══ Material provided
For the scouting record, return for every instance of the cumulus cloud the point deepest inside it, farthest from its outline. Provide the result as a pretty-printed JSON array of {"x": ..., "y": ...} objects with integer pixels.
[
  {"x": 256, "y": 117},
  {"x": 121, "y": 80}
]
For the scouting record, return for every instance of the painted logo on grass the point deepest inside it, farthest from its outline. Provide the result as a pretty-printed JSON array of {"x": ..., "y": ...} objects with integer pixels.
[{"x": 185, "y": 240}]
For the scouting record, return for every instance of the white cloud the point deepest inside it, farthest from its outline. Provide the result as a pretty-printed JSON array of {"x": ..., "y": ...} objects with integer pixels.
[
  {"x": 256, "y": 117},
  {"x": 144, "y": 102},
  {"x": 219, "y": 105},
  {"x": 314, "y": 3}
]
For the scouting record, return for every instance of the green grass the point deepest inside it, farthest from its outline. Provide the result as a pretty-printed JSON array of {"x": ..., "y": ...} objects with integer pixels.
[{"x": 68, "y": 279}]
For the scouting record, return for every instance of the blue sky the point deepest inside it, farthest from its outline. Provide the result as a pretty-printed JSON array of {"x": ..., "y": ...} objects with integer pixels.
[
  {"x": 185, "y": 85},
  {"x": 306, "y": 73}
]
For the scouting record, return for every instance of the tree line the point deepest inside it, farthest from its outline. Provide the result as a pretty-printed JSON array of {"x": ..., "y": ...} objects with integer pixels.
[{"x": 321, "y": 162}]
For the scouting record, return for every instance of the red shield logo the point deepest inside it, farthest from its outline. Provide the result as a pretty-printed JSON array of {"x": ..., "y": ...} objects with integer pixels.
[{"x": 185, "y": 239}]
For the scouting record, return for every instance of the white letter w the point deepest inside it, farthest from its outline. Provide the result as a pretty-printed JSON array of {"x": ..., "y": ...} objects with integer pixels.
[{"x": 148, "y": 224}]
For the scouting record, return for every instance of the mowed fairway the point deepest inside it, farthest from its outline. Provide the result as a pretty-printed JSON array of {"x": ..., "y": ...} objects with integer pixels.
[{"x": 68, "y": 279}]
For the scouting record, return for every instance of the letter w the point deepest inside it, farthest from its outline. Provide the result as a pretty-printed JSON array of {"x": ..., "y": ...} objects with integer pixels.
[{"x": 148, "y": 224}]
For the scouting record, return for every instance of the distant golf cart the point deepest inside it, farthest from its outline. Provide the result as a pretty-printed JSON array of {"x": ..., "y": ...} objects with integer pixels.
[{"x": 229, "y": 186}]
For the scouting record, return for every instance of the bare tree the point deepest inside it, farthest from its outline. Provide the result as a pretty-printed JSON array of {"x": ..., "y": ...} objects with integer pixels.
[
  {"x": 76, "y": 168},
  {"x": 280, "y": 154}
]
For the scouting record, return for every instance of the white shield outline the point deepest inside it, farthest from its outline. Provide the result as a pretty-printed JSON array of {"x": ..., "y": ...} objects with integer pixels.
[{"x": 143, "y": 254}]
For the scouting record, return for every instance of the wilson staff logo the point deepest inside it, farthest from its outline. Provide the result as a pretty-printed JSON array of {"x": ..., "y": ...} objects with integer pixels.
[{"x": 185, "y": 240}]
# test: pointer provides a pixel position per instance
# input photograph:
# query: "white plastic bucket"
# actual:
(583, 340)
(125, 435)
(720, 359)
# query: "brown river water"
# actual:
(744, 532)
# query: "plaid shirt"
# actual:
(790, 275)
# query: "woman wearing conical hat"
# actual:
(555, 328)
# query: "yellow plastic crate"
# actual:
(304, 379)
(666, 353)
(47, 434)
════
Task statement: Where a line of the listing includes the word "plastic", add it to the tally, and give the final number and nothing more.

Exercise response: 2